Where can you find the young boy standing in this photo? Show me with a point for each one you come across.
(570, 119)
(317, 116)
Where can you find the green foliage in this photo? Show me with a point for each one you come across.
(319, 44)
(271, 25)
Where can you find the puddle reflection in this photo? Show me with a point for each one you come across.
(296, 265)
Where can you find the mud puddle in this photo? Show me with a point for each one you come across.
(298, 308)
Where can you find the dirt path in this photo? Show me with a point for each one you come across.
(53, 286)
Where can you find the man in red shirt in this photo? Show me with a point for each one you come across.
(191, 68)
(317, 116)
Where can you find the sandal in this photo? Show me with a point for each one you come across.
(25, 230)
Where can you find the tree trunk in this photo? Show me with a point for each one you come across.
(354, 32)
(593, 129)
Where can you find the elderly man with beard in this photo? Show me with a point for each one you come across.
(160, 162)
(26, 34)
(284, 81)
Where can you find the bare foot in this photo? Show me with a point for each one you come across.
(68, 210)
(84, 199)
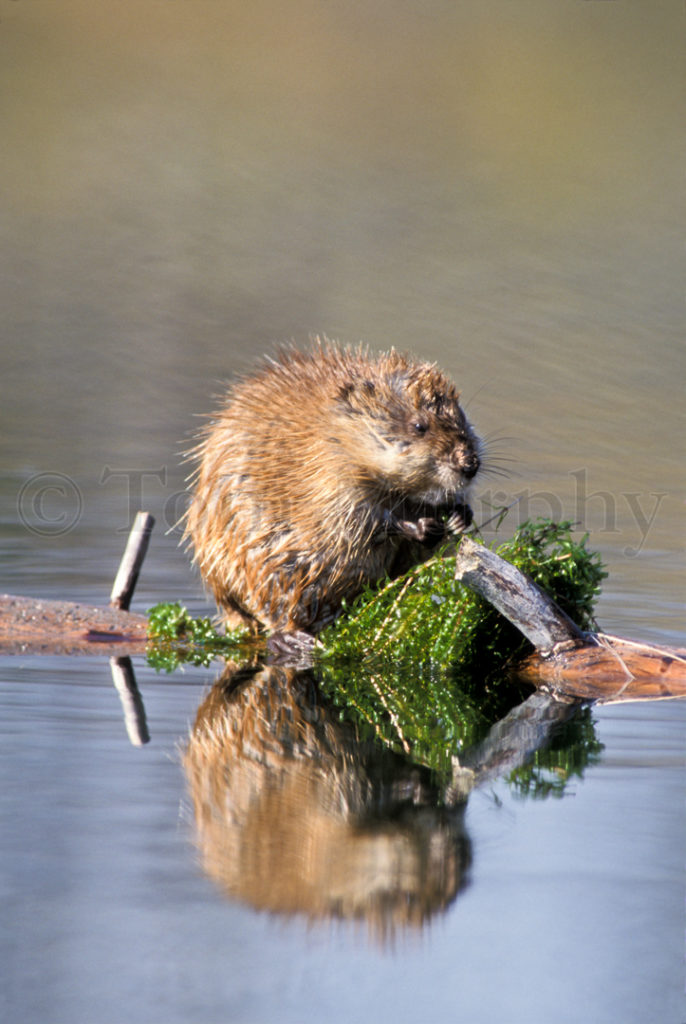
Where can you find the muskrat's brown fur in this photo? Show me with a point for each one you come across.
(320, 473)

• _GOAL_
Convert everything in the data above, from the line containing "Where can you find the man" down through the final line, into a Markdown table with the columns Row and Line, numbering each row and omitting blank lines. Leave the pictures out of the table.

• _TASK RESULT_
| Row | Line |
|---|---|
| 1 | Where can you find the man in red shirt in this photo? Show me with a point for each one you come across. |
| 2 | (191, 68) |
| 3 | (317, 116) |
| 4 | Where can you find the sandal in this photo? Show me with a point for each one you come across. |
| 5 | (25, 230) |
| 6 | Where can you find the tree trunk in this photo? Show me with a point for each one you come across. |
| 7 | (354, 32) |
| 8 | (593, 129) |
| 9 | Where can you find the elderly man with beard in this photo? Show me with a point for each one you come across. |
| 10 | (160, 162) |
| 11 | (26, 34) |
| 12 | (284, 81) |
| 13 | Where can you find the bare foot in this photo? Show me with a point for each one you come across. |
| 14 | (68, 210) |
| 15 | (84, 199) |
| 16 | Where can you find the muskrat's brown fur in this photo? Show me with a point for each one you come across. |
| 17 | (320, 473) |